__WHAT THE TASK ASKS__
Please carry the remembrance of journalist Michael Hastings forward from its last sentence.

__DOCUMENT EXTRACT__
_ _ _ _ _
Michael Hastings died last night at the age of 33, the victim of a “a fiery car crash in Hollywood.” He reported from the ground in both of America’s hot wars, and he died in a car crash in Hollywood. As one of the journalists who was lucky to know him, first admiring his work as a reader then thinking “Oh thank God” whenever we reconnected on the 2012 campaign trail, I’m having trouble working through the pathetic injustice of this situation.
Hastings was a cynic blessed with talent and purpose, and he was a survivor. When he was 25, he moved to Baghdad. His girlfriend followed him there, and died there. He wrote a memoir about his heartbreak and it was leaked to snotty New York literati, who mocked it on the Internet. The controversy (Hastings would tell people later, with a remarkable lack of bitterness) opened the gate to legal purgatory. Hastings bounced back with an embed job covering the 2008 campaign for Newsweek. He endured it as long as he could, then quit and wrote about the horrors for GQ. Had he stayed, he wrote, “he would have come to truly hate his campaign staff and their smug belief, based, unfortunately, on an accurate reading of the past, that they can lie to our faces and we’ll swallow it.” Instead he bounced back again, writing a story from Afghanistan that ended the career of Stanley McChrystal.
_ _ _ _ _
__RAW RECORDS__

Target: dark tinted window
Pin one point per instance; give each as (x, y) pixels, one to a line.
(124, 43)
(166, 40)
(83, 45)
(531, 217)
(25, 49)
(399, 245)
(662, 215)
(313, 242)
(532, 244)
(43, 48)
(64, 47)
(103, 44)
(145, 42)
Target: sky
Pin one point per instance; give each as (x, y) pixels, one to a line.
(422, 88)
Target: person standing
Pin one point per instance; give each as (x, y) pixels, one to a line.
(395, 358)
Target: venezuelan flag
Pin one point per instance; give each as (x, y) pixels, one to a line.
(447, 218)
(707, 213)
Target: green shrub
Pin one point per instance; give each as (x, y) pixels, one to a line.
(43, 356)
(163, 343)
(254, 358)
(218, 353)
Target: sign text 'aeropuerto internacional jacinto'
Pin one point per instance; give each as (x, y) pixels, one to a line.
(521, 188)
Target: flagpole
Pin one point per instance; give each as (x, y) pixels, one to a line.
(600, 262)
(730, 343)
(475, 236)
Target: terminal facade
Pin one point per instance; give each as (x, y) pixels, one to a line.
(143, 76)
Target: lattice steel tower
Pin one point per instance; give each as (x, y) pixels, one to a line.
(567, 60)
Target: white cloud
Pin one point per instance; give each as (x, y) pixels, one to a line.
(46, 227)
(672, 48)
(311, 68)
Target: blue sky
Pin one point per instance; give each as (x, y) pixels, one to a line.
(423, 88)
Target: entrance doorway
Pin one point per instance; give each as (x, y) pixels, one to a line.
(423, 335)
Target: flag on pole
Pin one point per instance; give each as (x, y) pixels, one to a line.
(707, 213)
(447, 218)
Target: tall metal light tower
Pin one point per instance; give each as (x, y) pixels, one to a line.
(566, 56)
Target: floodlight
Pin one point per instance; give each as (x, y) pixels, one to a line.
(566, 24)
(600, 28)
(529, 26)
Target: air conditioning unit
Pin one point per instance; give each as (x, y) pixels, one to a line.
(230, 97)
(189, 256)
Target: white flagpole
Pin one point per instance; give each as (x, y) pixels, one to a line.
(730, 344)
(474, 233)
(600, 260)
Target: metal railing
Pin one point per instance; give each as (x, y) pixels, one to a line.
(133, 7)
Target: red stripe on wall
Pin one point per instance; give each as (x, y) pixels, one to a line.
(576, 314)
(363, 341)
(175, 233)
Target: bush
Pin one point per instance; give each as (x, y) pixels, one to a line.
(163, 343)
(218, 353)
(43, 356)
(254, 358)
_ _ _ _ _
__RESULT BELOW__
I didn’t meet Hastings until 2012, at the lamest possible place—a post-White House Correspondents’ Dinner brunch. He took my compliments, we talked about what was wrong with political reporting, and we stayed friendly through the 2012 campaign. Hastings was not just nice, he gave so freely of his time and advice and energy that you wondered how he did his own work. But it’s no fun when reporters remember a casual acquaintance by keeping themselves in the story. Ben Smith’s tribute to Hastings stands on its own. Anyway, all my good memories of Hastings involve him slumming it on the trail. Nothing good he told me failed to make it into print, which is a terrific rule for a journalist. If you’re keeping a lid on the story, why? If you won’t tell it, who will?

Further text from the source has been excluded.